(Exercise materials begins)

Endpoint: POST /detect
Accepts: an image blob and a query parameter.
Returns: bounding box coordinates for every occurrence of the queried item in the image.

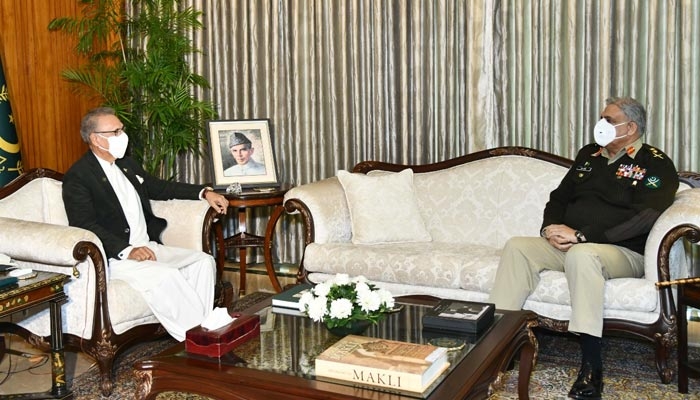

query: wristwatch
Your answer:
[575,230,585,243]
[202,186,215,199]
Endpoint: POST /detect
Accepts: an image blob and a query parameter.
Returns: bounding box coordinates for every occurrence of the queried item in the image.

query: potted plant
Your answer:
[49,0,217,179]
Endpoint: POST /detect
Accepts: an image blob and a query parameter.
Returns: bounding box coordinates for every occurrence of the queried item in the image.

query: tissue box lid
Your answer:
[185,314,260,357]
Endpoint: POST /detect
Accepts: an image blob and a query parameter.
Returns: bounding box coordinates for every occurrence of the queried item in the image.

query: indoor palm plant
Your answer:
[48,0,217,179]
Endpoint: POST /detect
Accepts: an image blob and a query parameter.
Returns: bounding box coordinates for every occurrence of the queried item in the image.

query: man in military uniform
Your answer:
[223,131,266,176]
[488,97,678,400]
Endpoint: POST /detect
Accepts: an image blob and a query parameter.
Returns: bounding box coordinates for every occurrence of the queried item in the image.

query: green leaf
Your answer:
[49,0,217,178]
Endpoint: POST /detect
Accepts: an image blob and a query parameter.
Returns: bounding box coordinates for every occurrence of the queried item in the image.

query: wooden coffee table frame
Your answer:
[0,272,72,399]
[134,296,538,400]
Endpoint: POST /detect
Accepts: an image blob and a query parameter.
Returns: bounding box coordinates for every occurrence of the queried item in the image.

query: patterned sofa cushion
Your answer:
[0,179,45,222]
[526,270,659,313]
[337,169,432,244]
[409,156,567,248]
[304,242,501,290]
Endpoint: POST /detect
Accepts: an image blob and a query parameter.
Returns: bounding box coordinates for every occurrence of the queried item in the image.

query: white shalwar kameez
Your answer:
[101,160,215,341]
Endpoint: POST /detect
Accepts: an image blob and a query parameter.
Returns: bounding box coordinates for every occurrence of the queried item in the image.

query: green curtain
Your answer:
[167,0,700,267]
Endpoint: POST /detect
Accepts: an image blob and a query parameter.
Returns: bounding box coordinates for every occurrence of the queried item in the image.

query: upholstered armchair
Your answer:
[0,168,223,396]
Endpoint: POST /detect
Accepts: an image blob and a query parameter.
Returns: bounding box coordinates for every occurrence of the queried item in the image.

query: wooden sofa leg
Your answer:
[654,333,675,384]
[80,336,118,397]
[96,354,116,396]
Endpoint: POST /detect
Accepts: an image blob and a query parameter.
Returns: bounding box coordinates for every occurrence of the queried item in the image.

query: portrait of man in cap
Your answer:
[223,131,267,176]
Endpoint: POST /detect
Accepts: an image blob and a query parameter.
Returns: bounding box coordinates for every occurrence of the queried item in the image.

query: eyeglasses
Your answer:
[94,126,125,137]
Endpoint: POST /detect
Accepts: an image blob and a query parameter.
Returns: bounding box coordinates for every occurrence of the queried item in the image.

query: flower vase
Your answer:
[326,320,372,337]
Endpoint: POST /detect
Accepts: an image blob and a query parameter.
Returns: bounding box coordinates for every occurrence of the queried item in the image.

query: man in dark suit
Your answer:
[63,107,229,341]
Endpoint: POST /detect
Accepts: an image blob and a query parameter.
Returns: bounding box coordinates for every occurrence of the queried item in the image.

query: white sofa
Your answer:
[283,147,700,384]
[0,168,222,396]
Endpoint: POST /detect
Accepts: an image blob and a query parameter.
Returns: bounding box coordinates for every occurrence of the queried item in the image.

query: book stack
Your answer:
[271,284,313,316]
[422,299,495,334]
[0,276,18,293]
[315,334,449,394]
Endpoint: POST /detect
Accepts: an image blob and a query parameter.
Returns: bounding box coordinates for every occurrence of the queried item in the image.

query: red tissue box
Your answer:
[185,313,261,357]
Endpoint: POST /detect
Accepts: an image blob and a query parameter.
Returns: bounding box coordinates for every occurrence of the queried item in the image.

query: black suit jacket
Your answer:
[62,152,205,259]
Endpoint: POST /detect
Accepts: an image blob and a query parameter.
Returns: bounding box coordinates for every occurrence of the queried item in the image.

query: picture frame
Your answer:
[207,119,279,188]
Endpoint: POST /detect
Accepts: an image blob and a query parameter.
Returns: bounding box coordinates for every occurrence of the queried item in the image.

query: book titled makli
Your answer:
[314,334,449,394]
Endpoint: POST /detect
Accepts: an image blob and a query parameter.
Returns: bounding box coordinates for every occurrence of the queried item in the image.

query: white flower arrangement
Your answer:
[298,273,395,329]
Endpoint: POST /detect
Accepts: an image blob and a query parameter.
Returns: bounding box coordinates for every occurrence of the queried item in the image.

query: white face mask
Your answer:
[97,132,129,159]
[593,118,629,147]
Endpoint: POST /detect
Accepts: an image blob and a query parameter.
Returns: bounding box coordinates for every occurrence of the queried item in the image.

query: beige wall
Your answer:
[0,0,98,173]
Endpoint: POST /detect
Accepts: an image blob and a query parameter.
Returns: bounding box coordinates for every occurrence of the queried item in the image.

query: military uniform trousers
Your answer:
[488,237,644,337]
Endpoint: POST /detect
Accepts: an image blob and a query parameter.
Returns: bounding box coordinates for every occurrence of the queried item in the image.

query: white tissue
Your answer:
[200,307,235,330]
[9,268,33,278]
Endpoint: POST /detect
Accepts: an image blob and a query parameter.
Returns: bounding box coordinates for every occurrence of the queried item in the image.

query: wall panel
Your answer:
[0,0,96,173]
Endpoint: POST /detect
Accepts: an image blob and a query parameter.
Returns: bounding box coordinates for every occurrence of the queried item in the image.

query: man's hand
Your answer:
[541,224,578,252]
[205,191,228,214]
[128,246,157,262]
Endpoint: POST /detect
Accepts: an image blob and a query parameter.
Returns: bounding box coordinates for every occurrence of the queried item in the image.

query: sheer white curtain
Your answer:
[497,0,699,170]
[167,0,700,266]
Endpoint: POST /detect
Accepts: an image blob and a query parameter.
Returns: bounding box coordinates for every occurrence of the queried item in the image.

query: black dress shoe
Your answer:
[568,363,603,400]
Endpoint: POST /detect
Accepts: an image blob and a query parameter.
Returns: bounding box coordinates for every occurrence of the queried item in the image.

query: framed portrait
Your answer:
[207,119,279,188]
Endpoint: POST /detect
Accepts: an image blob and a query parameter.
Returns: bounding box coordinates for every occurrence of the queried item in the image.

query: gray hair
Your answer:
[80,107,116,143]
[605,97,647,135]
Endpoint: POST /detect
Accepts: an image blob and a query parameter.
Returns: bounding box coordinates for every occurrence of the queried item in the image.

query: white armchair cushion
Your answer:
[107,280,159,334]
[644,188,700,281]
[284,177,352,244]
[14,259,157,338]
[0,217,102,264]
[527,271,658,312]
[337,169,431,244]
[0,179,45,222]
[0,217,103,338]
[151,199,212,251]
[42,178,69,225]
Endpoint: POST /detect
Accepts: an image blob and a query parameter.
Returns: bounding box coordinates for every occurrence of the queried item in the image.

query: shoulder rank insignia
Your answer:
[644,176,661,189]
[648,146,665,160]
[575,161,592,177]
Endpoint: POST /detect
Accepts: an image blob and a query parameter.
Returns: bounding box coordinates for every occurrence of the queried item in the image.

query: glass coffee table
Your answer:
[134,295,537,399]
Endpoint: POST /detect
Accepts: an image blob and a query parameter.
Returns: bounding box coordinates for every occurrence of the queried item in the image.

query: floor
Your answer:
[0,266,699,395]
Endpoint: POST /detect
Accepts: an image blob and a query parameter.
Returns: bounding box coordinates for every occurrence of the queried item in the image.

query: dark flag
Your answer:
[0,56,22,186]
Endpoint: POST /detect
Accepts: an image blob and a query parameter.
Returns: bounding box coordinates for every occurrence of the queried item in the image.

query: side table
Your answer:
[0,271,71,399]
[216,184,291,297]
[678,281,700,393]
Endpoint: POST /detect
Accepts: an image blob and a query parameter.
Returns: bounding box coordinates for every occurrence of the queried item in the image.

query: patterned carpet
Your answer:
[70,291,274,400]
[70,294,700,399]
[491,330,700,400]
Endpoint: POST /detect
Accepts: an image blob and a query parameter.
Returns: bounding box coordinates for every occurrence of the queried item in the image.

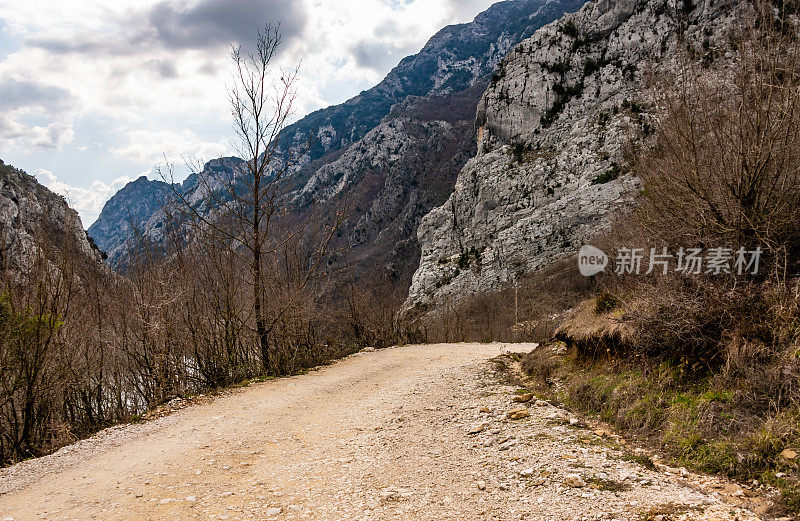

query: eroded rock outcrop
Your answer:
[406,0,740,310]
[0,160,104,283]
[294,84,487,286]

(Exercise materials ends)

• [About this task]
Across the material above, how many lines include the word "suit"? Respond with nothing but the number.

• [Task solution]
2